• Exercise description:
Rewrite the lines from the start of the rows through the line holding "positive clicks: (139, 53) (131, 48)", inclusive, as a numbered list, omitting any blank lines.

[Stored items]

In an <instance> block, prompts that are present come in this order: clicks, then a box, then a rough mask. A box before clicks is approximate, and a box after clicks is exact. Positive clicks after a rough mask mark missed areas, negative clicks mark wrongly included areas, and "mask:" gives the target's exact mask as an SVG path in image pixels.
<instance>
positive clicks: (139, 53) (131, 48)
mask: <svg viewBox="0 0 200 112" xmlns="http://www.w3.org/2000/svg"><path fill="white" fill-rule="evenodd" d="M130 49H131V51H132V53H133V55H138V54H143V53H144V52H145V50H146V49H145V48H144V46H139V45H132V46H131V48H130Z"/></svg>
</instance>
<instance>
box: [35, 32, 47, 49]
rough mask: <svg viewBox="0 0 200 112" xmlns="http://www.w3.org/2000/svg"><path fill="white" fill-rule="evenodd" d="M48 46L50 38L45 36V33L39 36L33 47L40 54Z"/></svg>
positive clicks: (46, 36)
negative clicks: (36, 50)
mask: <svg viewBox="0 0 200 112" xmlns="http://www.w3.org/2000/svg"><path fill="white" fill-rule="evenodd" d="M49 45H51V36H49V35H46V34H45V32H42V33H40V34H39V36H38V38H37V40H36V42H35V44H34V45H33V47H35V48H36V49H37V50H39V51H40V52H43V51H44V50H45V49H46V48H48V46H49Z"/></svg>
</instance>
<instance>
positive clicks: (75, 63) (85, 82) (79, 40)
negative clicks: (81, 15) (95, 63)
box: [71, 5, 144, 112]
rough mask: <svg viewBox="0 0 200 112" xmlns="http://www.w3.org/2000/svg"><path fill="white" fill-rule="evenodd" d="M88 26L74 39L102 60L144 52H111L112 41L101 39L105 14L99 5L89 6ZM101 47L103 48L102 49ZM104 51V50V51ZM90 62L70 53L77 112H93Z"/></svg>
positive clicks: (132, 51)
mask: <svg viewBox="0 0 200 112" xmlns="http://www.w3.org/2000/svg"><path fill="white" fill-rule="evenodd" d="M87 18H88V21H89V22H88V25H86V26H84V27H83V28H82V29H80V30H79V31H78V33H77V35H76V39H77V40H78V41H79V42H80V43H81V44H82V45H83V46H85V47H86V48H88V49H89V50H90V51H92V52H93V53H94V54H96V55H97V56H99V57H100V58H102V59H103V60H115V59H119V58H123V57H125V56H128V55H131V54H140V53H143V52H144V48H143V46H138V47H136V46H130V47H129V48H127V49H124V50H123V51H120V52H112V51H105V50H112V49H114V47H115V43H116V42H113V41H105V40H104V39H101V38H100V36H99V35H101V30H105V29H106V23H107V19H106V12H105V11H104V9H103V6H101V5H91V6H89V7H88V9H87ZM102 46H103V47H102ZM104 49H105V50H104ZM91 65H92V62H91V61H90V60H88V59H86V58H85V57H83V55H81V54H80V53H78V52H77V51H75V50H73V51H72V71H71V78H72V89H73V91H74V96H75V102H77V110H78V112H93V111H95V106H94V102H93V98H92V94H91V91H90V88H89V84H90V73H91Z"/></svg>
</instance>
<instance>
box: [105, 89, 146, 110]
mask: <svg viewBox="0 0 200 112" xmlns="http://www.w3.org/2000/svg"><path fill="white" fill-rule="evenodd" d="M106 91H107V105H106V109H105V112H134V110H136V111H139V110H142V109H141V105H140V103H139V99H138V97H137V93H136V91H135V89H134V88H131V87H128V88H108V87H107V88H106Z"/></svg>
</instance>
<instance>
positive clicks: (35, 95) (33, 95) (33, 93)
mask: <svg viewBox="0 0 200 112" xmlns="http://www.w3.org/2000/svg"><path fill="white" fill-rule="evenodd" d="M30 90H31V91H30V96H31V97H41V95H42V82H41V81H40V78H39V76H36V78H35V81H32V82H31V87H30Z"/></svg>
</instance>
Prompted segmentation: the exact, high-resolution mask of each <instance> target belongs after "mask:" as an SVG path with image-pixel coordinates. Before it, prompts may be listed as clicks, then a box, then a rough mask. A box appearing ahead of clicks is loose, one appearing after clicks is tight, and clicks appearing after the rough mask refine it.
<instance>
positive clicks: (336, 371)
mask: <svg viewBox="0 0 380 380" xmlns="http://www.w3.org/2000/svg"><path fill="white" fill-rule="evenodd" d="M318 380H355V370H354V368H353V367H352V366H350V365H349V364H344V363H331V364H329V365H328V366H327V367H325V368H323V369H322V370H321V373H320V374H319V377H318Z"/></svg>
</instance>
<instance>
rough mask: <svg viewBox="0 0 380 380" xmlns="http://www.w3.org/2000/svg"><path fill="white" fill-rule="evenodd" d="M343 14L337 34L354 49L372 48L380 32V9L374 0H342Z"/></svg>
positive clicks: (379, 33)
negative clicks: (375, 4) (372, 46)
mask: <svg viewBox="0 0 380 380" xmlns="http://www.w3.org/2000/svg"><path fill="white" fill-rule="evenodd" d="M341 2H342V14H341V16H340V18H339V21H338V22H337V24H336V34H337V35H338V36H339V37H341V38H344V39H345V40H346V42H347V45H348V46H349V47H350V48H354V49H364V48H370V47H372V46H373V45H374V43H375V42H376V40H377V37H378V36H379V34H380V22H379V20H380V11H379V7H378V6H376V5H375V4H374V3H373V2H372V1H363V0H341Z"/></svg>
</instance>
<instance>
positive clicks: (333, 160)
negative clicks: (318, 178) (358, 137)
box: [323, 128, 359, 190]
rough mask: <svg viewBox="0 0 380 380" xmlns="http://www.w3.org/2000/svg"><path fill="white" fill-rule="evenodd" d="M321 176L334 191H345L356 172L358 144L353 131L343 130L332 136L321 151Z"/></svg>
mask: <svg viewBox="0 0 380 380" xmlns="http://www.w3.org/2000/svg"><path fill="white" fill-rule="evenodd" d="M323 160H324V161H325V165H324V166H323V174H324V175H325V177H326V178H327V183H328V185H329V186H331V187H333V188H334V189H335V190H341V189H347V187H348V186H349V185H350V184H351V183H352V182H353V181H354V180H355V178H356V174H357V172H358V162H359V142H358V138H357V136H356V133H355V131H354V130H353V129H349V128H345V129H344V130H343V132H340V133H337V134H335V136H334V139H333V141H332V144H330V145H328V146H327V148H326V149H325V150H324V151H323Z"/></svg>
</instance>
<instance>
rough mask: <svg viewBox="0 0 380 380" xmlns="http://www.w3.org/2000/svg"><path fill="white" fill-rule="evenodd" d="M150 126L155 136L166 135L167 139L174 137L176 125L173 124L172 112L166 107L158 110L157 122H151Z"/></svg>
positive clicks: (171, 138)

• Task output:
1. In an <instance> block, prompts that are present come in this order: clicks, then a box, then a rough mask. A box before clicks is approximate, and a box after clicks is exact. Positive clicks after a rough mask mark missed areas, negative clicks mark wrongly included areas, and "mask:" gives the target's exact mask as an SVG path in image pixels.
2. <instance>
3. positive clicks: (139, 53) (131, 48)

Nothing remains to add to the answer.